• What the task requires
Scan the entries below. List each line with "beam".

• Natural-language object grounding data

========

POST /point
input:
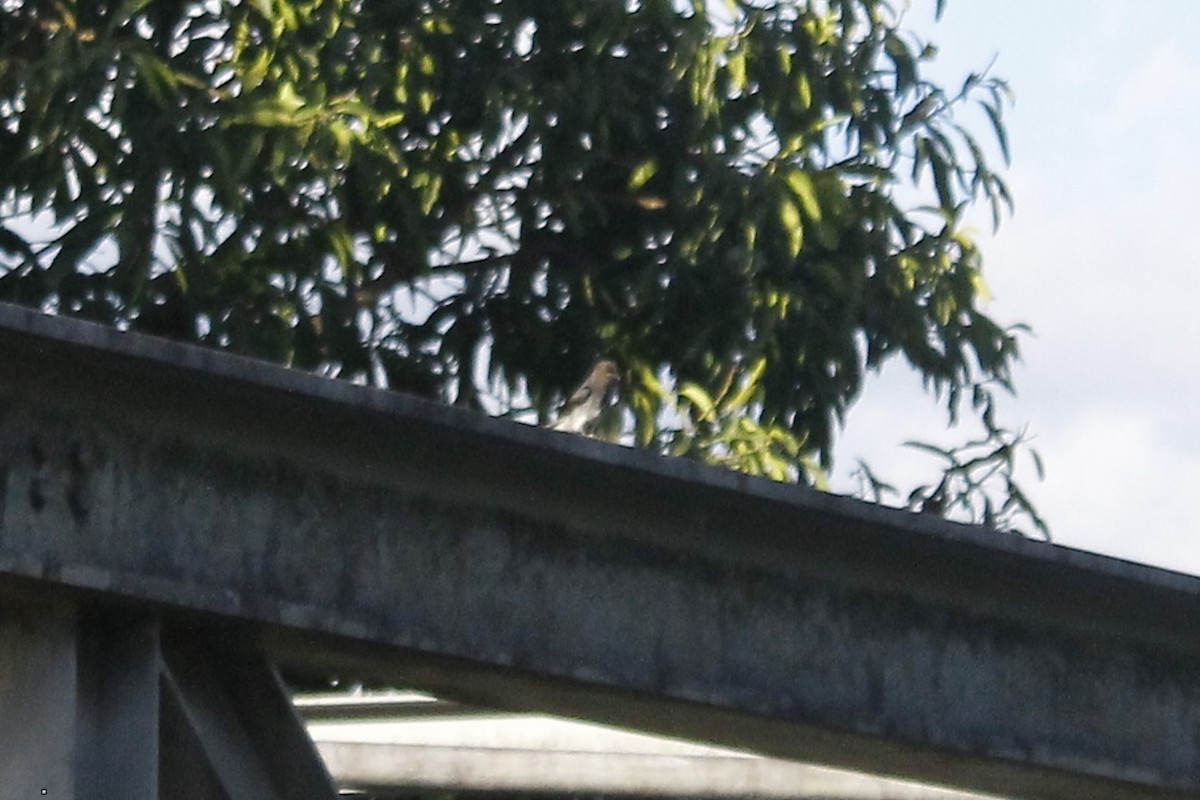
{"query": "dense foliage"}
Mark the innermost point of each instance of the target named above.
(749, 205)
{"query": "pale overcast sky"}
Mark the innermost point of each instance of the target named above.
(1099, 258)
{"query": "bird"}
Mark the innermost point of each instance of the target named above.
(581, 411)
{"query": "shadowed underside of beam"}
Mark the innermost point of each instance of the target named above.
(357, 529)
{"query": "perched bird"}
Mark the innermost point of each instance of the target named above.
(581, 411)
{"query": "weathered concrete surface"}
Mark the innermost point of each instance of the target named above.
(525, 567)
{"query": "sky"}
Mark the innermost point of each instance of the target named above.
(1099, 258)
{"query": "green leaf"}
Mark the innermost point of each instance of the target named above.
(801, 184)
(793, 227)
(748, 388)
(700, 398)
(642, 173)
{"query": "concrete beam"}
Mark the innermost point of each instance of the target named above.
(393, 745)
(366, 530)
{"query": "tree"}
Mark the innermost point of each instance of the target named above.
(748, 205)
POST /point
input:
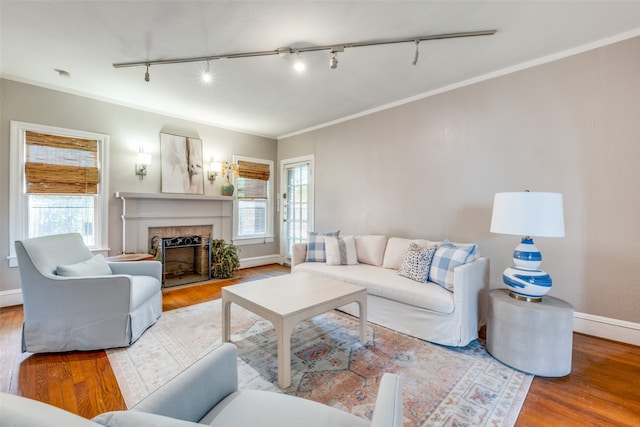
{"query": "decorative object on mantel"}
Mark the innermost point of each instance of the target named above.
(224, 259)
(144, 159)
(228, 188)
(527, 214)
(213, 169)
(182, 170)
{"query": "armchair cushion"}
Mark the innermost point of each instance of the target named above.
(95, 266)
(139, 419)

========

• Solved exercise
{"query": "shadowed underside of beam"}
{"query": "concrete beam"}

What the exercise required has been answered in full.